Stored data:
[start]

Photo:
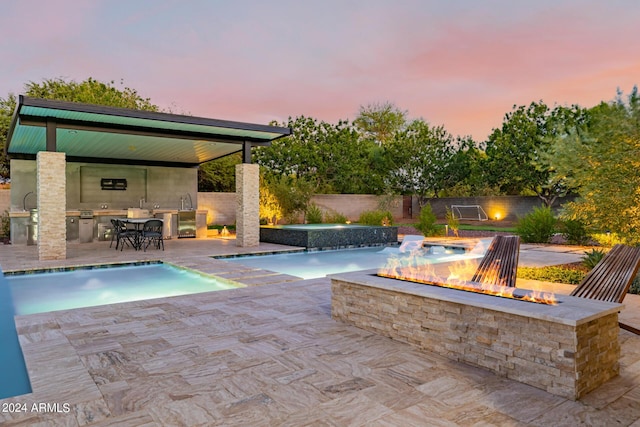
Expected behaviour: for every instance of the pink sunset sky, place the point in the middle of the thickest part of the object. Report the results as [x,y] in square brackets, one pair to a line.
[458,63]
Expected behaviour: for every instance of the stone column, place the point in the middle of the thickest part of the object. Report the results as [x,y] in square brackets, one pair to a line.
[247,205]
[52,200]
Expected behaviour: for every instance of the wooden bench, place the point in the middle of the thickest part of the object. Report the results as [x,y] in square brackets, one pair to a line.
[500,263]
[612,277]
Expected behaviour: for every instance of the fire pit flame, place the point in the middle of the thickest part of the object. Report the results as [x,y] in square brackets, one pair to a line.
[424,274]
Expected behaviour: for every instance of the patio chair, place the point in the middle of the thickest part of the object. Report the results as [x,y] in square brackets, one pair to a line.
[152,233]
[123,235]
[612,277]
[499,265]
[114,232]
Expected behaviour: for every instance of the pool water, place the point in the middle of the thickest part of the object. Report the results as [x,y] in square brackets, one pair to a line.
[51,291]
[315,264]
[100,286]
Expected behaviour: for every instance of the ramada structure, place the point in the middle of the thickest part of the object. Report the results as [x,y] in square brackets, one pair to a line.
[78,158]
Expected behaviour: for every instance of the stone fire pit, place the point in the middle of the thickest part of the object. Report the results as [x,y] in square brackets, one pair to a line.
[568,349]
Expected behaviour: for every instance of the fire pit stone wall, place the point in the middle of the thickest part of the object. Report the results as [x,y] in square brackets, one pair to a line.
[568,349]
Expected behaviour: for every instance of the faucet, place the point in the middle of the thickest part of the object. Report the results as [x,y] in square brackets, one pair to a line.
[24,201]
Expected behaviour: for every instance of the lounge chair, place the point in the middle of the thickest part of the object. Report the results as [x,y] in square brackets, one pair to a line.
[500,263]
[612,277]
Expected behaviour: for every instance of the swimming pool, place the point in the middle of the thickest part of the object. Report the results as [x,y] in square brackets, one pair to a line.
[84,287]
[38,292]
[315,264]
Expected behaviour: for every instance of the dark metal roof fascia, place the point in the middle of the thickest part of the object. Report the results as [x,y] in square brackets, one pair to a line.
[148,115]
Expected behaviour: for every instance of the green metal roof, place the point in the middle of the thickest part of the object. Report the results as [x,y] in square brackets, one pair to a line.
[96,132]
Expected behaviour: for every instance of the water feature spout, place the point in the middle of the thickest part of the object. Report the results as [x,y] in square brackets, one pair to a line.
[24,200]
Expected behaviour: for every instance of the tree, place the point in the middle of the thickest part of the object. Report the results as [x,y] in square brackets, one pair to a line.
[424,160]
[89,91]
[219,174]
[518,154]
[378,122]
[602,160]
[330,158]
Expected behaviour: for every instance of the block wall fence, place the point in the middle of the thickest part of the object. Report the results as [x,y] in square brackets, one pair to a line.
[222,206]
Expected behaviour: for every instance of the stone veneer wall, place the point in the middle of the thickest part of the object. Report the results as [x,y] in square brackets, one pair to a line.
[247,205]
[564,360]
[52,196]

[end]

## Task
Set down the complete material exactly, but do not include the images.

## Written response
Photo:
Expected behaviour: for every instance of the pink sunset sky, place the point in the middle of the thickest part of the object. Report the results as [x,y] in square brackets, one pair to a line.
[458,63]
Expected behaviour: for every instance of the stone column, place the point in the middle of the thickest part of the object. Report the results as [x,y] in square brackets, one pair to a line.
[247,205]
[52,200]
Expected behaviour: for every instance of the wooden bench, place the point in the middle of the thickest part of the object. Report the results as [x,y] in square brackets, one pair to a line.
[500,263]
[612,277]
Expected behaviour: for every instance of the fire pit flame, place the point in the middle of the thickest part of the object. Report the results as [x,y] in square brackets, one pair to a line.
[424,274]
Expected behaviour: for every instance of the patio chair, place the point in the middle of the thickest part of the object. Report the results as [x,y] in square brackets, one pair to a line.
[152,233]
[123,235]
[612,277]
[499,265]
[114,232]
Expected behaviour: for every instance of the pool water, place the point in the middle of the thickest part of the object. Report the results as [x,y] in square brackets, one pair to a line.
[51,291]
[315,264]
[100,286]
Expected behaviour: for every instance of the ramada structure, place the point in the middle of the thickest part of the object. Report the results as [x,y] in square brackets, one pair to a line.
[78,158]
Expected behaviour: for every instance of the stone fire pit, place the point in the middle of the thickest part of the object. Report the results as [x,y] in square brackets, one pair to a line.
[568,349]
Expected behaviour: for every instance of the fire pit stone wall, place the point in the middle of the thickest part of the object. Report the results as [x,y] in square brackets, one pair to a line.
[568,349]
Expected behaviour: for every instance of the faucet, place the point in the middle of the thickest part of the object. Report the results as [x,y] in square brackets, one pair to a line.
[24,201]
Expected behaviour: for every instance of the lounge chair, place the point in the middle of the thickest part of the object. Report the results as [x,y] in square brackets, one pair to a line.
[500,263]
[612,277]
Expected behaviour: for every instance of the swimming pool, place the point in the middle of the thickest part of the object. Report the results as [x,y] in square brackets, one pair to a line.
[84,287]
[38,292]
[315,264]
Expected behaviour: for every instance of the dark metal roof fascia, place the point in the middle of the thickest part of the object. Report the results as [x,y] in square brackets, one pair to a line.
[148,115]
Expected behaviour: for every instance of the green metal roof, place the point in the middle of the thickest part of the object. Report the results as [x,y] in square brackets, one pair to a line.
[96,132]
Expected behaviour: for every instance of the water feature spout, place the point in the middle of the thickest part of the object. Report the results as [x,y] in square brackets, one pair to a line.
[24,200]
Expected behaviour: for every instance of the tree, place the point in the middle of the thickest part of the object. Report the results as [x,y] in square brackets, one pair to a line.
[424,160]
[89,91]
[219,174]
[518,154]
[378,122]
[602,160]
[330,158]
Expected behaviour: for every instance of the block wall fence, place the point in the middle of the thickest part of the object. Report the results as [x,y] in square brackets, one pair to a line.
[222,206]
Expected behaviour: for every instance of the stone veneer wall, place the point in the middle of the thickest part of the object. Report the results as [x,y] in square brackets, one pair to a line.
[247,205]
[564,360]
[52,196]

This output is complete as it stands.